#### BLOQUE DE TEXTO

Todo este párrafo puede ser leído en por lo menos dos dimensiones, porque aplica bien en la forma obscena en que oposición y Poder Judicial le bajan el precio a la vida de Cristina, pero se refiere al racismo férreamente adosado a un sentido común argentino en relación a los pueblos preexistentes al Estado Nación.

Los abusos a repetición que se cometen contra ellos solo son posibles en el contexto de una sociedad que a poco de rascarla muestra la antigua y fundacional condición de esclavista. Cada vez menos camuflada, al vertiginoso ritmo de retroceso cultural en el que viajamos, dentro de poco alguno va a proponer volver a 1812.

Los pueblos que eran soberanos, algunos de ellos hasta mucho después de la conquista, hoy son seres humanos de descarte cuyas mujeres son cosas que se trasladan y se devuelven, aunque eso reviva heridas históricas que nunca cicatrizaron porque nunca fueron admitidas. Los genocidas nunca admiten lo que hicieron; son los catedráticos del negacionismo.

A veces basta retroceder en la propia historia para encontrar el momento en el que lo que era invisible se reveló. Estaba por irme por primera vez al Macchu Picchu, y me diagnosticaron talasemia, que es una anemia que tienen algunos descendientes de la Italia del sur. Resultó ser leve, pero estaba impactada porque mis frágiles glóbulos rojos venían de Calabria. Puede que fuera obvio, pero se volvió literal. En mi interior estaba Calabria, en mi sangre.

########

CONSIGNA 1: Según el texto sobre el racismo en Argentina, ¿de qué región venían los frágiles glóbulos rojos de quien narra?
CONSIGNA 2: Reproduce el pasaje del texto sobre el racismo en Argentina que comienza con "Los pueblos que" y sigue hasta "catedráticos del negacionismo.".
CONSIGNA 3: Traduce al inglés esta oración del texto sobre el racismo en Argentina: «Los genocidas nunca admiten lo que hicieron; son los catedráticos del negacionismo.»
Estas líneas no cumplen ninguna función aquí.

#### LÍNEAS EXTRAÍDAS

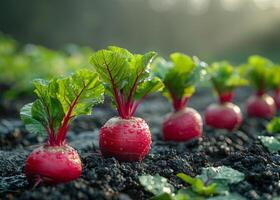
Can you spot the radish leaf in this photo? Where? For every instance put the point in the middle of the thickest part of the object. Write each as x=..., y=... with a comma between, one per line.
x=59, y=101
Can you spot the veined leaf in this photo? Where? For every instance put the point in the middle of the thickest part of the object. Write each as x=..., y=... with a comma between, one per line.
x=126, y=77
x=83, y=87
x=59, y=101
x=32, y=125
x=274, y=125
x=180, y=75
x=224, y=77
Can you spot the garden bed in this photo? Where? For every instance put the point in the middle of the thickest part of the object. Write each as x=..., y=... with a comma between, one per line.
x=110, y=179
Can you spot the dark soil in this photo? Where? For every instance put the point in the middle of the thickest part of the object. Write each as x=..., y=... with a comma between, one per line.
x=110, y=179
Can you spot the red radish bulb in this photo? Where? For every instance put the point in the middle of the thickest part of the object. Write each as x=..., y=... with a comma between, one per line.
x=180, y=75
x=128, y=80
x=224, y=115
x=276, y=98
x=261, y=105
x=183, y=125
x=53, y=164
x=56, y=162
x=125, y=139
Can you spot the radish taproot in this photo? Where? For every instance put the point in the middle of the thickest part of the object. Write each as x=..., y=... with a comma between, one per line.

########
#### LÍNEAS EXTRAÍDAS

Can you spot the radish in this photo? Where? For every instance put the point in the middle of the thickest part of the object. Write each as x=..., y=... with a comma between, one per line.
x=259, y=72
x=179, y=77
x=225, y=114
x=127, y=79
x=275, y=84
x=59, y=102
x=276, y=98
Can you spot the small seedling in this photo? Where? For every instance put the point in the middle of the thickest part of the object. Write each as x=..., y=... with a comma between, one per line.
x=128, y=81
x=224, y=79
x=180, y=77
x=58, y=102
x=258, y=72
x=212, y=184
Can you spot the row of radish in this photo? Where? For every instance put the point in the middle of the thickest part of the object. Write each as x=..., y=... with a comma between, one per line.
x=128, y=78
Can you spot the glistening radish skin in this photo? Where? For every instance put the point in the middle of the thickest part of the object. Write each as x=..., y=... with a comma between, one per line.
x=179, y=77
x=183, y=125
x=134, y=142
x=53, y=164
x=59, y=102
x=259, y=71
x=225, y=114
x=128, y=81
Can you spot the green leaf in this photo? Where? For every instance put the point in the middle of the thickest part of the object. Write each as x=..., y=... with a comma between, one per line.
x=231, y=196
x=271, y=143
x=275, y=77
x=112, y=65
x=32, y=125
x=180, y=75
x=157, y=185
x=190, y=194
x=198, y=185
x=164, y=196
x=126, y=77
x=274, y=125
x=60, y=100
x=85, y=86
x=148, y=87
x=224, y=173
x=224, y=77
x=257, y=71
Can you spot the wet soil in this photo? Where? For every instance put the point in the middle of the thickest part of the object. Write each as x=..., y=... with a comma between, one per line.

########

RESPUESTA 1: De Calabria.

RESPUESTA 2:
Los pueblos que eran soberanos, algunos de ellos hasta mucho después de la conquista, hoy son seres humanos de descarte cuyas mujeres son cosas que se trasladan y se devuelven, aunque eso reviva heridas históricas que nunca cicatrizaron porque nunca fueron admitidas. Los genocidas nunca admiten lo que hicieron; son los catedráticos del negacionismo.

RESPUESTA 3: Those who commit genocide never admit what they did; they are the professors of denialism.